## What to work on
Copy the line with "Objective — one point per instance of the wine" and all lines following it through the last line of the entries, exactly as written.

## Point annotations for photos
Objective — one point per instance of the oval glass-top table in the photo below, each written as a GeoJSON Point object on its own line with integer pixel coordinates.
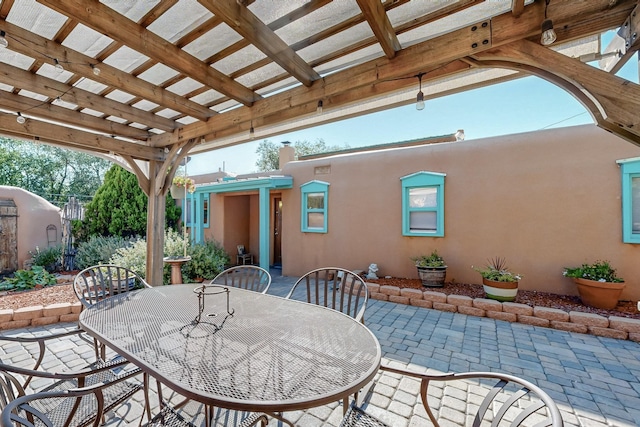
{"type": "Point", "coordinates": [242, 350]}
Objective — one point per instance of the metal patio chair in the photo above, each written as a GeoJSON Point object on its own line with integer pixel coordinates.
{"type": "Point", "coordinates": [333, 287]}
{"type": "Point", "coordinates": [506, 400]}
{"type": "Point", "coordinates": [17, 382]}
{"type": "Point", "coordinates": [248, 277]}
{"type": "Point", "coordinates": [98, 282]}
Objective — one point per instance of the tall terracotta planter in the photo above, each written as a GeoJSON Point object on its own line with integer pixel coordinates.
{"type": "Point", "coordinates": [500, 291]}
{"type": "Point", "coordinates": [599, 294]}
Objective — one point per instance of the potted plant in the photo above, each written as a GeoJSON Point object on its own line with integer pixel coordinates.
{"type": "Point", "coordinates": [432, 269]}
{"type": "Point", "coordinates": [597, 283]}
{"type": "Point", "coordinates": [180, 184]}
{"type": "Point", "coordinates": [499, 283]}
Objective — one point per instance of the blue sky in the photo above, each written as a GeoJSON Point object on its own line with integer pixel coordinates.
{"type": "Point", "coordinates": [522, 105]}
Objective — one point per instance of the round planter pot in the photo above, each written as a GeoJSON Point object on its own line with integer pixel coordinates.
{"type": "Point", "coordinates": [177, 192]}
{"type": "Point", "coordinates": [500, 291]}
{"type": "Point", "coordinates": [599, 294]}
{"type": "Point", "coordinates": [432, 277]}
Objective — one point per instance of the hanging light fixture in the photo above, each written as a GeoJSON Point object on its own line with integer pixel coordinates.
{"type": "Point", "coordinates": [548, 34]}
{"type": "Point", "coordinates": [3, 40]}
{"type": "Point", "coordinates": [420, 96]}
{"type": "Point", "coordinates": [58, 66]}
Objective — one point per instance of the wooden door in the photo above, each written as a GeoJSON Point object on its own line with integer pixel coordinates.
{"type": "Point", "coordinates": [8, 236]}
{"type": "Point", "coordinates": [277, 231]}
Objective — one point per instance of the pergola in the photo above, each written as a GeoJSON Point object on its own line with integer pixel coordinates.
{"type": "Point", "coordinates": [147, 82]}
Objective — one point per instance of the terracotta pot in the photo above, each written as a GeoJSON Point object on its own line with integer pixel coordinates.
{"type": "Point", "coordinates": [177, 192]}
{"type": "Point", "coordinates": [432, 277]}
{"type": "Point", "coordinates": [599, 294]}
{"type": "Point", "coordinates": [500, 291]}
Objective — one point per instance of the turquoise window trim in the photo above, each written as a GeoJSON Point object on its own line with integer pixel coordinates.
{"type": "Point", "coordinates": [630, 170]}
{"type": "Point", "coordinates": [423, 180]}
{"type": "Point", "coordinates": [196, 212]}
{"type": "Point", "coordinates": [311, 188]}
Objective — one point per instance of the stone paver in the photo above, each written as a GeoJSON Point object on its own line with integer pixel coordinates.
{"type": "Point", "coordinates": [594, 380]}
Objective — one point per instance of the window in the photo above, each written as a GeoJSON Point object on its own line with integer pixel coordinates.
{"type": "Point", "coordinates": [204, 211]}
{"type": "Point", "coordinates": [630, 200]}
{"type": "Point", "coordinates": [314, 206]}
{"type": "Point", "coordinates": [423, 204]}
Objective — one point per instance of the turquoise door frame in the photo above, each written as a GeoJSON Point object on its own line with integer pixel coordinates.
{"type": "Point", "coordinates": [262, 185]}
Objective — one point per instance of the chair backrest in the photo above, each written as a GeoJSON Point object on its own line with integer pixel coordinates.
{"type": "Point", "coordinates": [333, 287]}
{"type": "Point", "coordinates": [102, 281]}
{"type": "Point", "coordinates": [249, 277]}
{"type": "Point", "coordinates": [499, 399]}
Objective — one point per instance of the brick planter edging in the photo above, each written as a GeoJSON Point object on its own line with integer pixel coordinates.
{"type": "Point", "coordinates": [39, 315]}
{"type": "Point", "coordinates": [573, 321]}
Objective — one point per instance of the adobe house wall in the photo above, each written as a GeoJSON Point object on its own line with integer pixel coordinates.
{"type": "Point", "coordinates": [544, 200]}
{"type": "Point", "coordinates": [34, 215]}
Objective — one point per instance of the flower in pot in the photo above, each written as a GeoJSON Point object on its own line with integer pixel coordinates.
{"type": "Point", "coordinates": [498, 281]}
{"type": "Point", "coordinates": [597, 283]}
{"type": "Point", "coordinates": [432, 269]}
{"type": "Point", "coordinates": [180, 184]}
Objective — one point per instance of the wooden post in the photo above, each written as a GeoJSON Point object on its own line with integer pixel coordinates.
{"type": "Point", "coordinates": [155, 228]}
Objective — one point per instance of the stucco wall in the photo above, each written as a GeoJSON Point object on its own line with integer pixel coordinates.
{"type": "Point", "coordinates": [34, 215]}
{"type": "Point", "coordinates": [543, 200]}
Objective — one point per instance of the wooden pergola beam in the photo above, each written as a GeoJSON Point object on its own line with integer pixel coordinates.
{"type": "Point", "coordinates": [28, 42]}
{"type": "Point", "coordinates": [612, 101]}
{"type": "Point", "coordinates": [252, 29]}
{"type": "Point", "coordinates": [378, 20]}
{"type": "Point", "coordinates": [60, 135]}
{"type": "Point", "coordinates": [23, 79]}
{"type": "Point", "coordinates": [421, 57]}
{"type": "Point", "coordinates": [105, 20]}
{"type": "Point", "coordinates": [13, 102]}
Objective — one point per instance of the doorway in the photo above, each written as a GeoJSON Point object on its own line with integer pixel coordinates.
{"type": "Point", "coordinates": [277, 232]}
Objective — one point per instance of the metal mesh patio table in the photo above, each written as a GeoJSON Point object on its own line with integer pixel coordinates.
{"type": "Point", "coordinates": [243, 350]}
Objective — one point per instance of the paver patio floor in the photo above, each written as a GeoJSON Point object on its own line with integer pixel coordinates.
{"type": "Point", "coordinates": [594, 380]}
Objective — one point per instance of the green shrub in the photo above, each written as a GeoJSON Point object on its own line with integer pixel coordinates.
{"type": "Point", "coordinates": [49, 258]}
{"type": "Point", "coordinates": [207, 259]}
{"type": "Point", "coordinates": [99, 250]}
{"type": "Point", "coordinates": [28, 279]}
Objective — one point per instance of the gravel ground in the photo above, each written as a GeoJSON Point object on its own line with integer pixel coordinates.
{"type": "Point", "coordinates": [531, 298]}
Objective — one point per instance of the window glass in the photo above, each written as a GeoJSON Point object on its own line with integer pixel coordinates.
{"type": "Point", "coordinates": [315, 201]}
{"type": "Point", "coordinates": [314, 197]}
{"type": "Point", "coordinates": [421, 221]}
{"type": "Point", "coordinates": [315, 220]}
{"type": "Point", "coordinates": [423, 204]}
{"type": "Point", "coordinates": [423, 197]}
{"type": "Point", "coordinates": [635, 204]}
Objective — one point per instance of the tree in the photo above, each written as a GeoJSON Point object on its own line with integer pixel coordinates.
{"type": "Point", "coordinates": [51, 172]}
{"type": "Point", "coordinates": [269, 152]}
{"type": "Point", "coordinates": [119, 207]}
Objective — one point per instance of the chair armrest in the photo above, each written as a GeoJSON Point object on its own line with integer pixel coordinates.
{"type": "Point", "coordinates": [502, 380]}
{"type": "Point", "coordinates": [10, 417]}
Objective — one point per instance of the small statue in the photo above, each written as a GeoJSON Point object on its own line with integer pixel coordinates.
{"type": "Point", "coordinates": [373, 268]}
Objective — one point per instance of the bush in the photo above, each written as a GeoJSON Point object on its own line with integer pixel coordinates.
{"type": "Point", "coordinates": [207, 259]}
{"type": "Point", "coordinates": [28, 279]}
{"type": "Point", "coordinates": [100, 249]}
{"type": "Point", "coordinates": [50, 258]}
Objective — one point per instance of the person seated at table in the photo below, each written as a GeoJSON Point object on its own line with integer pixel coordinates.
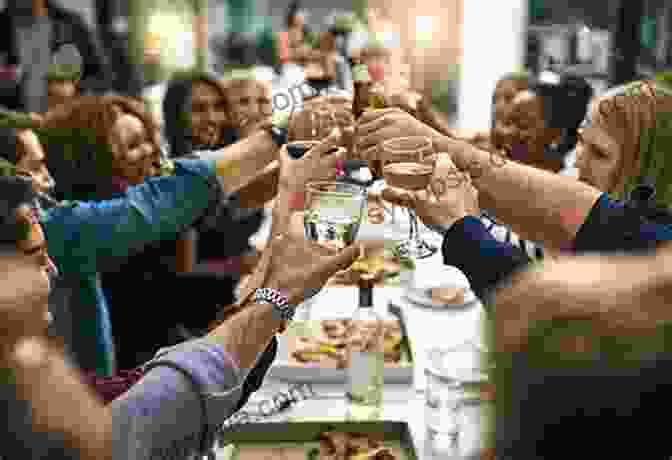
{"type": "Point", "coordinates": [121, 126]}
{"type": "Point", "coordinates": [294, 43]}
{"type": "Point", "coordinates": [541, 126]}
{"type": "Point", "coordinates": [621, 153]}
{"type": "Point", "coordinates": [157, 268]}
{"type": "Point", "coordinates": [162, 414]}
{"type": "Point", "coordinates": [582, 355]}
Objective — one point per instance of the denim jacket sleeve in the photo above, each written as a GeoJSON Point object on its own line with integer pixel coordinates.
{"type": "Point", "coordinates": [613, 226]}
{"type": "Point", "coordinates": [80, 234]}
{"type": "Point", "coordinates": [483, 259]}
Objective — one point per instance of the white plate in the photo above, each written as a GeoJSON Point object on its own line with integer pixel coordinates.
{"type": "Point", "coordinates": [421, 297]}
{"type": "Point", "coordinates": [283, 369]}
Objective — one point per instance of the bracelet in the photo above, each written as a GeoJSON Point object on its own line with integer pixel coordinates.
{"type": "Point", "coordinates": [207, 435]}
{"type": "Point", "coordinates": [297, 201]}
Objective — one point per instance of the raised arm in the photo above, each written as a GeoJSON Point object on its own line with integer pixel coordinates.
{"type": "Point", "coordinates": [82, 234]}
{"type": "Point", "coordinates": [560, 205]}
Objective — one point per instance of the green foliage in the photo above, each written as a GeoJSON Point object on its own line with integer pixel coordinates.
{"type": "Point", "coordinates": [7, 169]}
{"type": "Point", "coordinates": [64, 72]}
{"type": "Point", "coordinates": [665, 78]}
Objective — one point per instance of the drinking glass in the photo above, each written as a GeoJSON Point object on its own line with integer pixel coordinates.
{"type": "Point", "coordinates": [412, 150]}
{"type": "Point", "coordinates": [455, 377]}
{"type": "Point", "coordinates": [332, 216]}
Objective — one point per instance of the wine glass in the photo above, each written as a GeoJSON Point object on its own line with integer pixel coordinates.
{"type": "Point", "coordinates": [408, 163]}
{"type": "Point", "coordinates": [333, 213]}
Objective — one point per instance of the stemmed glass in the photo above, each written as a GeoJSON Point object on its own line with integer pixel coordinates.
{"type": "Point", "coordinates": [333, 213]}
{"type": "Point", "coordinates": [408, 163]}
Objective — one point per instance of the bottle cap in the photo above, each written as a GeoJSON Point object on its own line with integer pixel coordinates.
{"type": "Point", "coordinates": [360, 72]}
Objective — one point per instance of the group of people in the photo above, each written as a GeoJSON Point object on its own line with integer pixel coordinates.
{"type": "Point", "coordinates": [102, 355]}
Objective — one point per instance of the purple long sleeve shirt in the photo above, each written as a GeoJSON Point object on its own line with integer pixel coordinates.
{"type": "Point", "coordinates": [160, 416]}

## Task solution
Objective — one point per instance of the wine glass in the photo above, each written as a GeoJSON Point object on its own line with integer pixel coordinates.
{"type": "Point", "coordinates": [408, 163]}
{"type": "Point", "coordinates": [333, 213]}
Objective — one point per instance of the stemmed glass in the photo above, each written as a GeoJSON Point object on its own line with integer pixel coordinates.
{"type": "Point", "coordinates": [333, 213]}
{"type": "Point", "coordinates": [408, 163]}
Objective — one point per instance of the bottle cap in the photo above, each written as a GeoJSON Point object on its own line with integer pixel coordinates.
{"type": "Point", "coordinates": [360, 72]}
Objective — one point per instance of the group of people in the photo above, each written as a GeoJSON Point object on its own line with integer pixel coordinates.
{"type": "Point", "coordinates": [102, 355]}
Objective — one point per instance of the purple long sleeve shirt in the photo above, each written as a GeoJSON Point object on its own line with integer pixel coordinates.
{"type": "Point", "coordinates": [160, 416]}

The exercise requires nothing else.